• [Problem requirements]: Beginning at the line that contains "curly hair in", reproduce every line to the end of the material without changing any of them.

• [Data extract]:

__________

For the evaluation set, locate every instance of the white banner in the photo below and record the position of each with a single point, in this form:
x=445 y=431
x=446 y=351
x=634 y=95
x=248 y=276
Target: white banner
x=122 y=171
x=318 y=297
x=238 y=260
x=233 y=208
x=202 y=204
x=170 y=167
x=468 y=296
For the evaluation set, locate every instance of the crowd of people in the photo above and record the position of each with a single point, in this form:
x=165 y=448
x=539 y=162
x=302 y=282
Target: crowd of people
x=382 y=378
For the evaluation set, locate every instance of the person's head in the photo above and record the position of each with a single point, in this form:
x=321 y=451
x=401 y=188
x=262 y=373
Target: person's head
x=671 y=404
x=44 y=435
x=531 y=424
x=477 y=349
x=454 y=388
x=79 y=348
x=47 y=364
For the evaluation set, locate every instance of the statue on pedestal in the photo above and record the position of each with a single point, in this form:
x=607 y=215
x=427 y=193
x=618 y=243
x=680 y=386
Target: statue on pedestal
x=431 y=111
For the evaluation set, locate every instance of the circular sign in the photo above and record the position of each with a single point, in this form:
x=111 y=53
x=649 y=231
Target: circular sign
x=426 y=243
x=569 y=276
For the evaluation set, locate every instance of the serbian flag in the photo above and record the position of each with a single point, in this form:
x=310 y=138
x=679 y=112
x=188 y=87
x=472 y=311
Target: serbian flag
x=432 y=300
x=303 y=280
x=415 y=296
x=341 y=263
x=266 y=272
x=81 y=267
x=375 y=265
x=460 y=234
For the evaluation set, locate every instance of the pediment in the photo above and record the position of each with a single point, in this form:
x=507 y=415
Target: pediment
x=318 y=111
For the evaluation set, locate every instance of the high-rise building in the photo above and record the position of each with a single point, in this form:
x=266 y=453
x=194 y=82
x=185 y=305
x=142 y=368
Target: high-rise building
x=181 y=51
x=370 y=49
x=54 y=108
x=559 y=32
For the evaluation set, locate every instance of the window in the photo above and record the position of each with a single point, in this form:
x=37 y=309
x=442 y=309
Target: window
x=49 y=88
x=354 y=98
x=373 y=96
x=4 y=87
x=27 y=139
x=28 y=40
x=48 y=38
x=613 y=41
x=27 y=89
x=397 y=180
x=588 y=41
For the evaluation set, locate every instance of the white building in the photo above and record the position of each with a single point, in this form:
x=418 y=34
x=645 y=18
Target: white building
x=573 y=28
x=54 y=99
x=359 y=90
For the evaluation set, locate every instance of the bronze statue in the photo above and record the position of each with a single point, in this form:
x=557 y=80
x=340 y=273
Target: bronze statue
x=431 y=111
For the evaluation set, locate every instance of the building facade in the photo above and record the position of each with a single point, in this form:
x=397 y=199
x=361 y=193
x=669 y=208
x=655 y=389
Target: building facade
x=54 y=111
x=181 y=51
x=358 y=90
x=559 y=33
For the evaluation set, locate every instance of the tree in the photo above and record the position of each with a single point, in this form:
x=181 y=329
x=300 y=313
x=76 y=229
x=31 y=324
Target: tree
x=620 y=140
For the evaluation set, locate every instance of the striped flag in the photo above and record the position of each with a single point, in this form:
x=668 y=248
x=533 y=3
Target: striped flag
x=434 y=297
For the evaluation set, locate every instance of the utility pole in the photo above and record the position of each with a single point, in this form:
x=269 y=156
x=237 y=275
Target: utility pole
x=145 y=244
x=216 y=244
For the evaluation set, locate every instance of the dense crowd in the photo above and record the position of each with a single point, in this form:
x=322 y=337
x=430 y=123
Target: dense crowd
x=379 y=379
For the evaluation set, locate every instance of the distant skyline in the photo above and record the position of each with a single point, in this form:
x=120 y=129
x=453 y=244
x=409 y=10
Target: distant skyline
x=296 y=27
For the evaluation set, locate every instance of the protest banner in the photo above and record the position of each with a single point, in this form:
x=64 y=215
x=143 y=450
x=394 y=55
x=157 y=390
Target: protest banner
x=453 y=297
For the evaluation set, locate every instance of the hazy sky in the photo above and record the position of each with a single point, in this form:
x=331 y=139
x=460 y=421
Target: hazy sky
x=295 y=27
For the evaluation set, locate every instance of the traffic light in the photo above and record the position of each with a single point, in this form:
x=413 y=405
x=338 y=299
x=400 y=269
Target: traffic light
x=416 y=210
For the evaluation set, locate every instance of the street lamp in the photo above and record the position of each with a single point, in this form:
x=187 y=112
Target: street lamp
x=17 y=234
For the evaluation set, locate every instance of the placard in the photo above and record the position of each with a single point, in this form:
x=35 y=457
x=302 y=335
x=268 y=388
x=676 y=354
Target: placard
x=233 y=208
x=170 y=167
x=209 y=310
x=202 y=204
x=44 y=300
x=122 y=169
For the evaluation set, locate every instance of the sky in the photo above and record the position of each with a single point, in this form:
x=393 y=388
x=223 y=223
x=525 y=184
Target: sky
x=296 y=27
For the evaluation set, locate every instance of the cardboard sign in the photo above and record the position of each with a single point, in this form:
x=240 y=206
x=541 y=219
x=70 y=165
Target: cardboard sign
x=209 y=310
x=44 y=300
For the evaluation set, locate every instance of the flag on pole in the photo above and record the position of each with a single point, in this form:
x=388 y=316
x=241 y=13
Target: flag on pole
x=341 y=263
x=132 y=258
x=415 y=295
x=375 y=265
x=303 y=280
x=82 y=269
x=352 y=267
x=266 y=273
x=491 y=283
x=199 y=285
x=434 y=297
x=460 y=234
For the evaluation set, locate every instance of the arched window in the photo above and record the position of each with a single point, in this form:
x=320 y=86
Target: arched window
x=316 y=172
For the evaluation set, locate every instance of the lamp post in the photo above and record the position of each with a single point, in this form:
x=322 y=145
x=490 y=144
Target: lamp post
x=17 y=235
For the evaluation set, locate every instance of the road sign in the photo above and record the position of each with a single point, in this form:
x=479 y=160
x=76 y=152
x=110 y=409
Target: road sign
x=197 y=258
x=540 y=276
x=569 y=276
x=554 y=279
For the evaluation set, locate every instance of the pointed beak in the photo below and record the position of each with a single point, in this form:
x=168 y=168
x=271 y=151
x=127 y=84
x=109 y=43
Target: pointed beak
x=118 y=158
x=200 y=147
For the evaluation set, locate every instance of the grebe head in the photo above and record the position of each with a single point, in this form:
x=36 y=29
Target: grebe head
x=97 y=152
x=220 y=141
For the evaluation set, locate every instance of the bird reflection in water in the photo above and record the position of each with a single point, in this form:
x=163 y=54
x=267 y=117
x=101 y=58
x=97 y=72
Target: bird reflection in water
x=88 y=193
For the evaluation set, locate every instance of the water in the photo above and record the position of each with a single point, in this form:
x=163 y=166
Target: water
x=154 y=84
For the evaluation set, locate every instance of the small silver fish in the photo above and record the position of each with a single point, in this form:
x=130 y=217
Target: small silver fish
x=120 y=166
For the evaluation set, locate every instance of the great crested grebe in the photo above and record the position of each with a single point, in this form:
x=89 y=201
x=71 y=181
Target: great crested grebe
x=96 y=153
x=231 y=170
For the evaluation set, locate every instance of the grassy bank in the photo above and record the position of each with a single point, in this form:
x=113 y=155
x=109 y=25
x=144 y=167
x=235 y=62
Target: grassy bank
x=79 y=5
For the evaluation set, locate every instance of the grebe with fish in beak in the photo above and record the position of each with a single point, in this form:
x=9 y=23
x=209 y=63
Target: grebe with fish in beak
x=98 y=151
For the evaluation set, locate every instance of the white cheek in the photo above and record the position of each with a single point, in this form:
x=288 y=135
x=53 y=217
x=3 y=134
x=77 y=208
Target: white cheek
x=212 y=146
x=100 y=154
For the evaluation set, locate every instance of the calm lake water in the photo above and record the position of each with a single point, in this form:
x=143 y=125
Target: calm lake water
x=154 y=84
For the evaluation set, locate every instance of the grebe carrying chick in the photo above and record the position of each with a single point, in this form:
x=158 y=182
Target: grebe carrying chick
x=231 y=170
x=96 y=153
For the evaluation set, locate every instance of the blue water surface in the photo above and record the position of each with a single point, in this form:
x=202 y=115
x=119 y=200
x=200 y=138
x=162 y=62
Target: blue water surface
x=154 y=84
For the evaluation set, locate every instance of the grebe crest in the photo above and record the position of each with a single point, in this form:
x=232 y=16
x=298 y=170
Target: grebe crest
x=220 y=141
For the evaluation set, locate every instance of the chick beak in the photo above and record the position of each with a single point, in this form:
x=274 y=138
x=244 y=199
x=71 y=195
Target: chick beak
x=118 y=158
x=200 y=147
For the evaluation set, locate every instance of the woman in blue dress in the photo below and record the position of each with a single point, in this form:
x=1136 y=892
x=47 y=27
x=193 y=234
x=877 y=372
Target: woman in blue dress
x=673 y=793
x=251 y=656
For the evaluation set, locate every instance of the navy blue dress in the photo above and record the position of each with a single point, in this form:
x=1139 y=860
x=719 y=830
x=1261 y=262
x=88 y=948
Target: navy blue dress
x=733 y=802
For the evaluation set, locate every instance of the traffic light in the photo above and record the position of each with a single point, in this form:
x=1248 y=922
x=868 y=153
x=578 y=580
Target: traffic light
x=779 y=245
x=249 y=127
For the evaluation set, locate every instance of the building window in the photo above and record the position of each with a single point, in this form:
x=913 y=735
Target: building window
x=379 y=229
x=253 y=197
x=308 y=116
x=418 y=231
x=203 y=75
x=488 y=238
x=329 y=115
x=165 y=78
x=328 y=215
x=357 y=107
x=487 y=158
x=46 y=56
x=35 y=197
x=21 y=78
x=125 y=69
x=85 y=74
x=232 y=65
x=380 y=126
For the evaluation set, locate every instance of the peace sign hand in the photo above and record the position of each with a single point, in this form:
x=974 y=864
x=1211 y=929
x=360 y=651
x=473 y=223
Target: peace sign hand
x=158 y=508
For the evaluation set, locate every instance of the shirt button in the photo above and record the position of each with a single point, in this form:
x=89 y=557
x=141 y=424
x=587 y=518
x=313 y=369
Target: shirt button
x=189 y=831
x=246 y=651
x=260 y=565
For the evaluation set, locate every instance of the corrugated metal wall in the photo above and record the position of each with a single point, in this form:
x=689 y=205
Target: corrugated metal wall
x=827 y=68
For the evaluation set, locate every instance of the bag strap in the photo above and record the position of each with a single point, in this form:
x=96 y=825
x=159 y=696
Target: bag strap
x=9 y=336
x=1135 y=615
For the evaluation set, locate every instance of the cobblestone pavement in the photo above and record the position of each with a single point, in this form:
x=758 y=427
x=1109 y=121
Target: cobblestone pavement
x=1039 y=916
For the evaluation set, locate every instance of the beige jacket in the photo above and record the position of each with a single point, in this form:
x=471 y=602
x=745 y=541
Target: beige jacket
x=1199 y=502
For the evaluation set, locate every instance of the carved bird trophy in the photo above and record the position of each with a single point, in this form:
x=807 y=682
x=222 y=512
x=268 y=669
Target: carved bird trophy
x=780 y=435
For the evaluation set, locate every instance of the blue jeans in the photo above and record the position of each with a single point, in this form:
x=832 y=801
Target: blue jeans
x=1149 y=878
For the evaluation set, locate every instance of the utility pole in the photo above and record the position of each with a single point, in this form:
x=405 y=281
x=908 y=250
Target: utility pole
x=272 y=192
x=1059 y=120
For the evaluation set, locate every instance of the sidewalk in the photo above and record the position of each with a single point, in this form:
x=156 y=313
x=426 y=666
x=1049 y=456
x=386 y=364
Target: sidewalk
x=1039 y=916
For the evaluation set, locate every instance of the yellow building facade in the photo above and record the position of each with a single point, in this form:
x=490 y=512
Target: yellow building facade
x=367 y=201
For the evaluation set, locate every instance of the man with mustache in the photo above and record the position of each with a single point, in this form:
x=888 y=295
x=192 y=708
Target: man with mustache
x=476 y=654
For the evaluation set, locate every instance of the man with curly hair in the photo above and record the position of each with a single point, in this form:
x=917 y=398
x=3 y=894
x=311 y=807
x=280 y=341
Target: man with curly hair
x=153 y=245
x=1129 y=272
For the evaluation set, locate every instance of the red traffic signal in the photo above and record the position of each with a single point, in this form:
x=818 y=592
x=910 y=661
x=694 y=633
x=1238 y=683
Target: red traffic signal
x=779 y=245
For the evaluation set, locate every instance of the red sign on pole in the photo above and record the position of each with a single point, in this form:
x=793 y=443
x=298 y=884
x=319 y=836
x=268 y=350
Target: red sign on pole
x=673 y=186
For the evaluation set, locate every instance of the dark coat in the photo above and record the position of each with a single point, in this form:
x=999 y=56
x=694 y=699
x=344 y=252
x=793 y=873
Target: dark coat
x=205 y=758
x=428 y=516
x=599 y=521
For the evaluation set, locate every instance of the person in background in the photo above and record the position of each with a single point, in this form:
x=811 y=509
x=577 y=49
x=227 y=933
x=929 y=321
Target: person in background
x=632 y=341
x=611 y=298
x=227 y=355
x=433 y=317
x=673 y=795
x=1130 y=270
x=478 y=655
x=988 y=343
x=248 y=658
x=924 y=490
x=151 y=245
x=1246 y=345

__________

• [Answer to this problem]:
For the evaluation set, locate every instance of the man with curly hair in the photo above and record the position of each with a single point, in this form:
x=917 y=398
x=3 y=894
x=311 y=807
x=280 y=341
Target: man with curly hair
x=153 y=245
x=1129 y=272
For the evaluation set, locate every instance of the red traffic signal in the photo above and record the position of each with a single point, in this form:
x=818 y=592
x=910 y=661
x=694 y=633
x=1238 y=683
Target: red traffic signal
x=779 y=245
For the evaluation set, locate every instance of the red sign on pole in the photo above and record the position of each with a single point, in this form:
x=793 y=443
x=298 y=884
x=319 y=836
x=268 y=350
Target: red sign on pole
x=673 y=186
For the evaluation set, locate every instance of the dark coat in the photo above and record the position of each with a single point, in this form:
x=999 y=56
x=694 y=699
x=344 y=252
x=793 y=873
Target: dark coat
x=205 y=758
x=428 y=516
x=599 y=521
For the evaluation set, locate every instance of the person in background in the photo above and record the position of each with a single point, in this form:
x=811 y=509
x=577 y=49
x=227 y=933
x=929 y=321
Target: person in background
x=632 y=341
x=611 y=298
x=227 y=355
x=433 y=317
x=673 y=795
x=1130 y=270
x=478 y=655
x=988 y=343
x=248 y=658
x=924 y=490
x=151 y=245
x=1246 y=345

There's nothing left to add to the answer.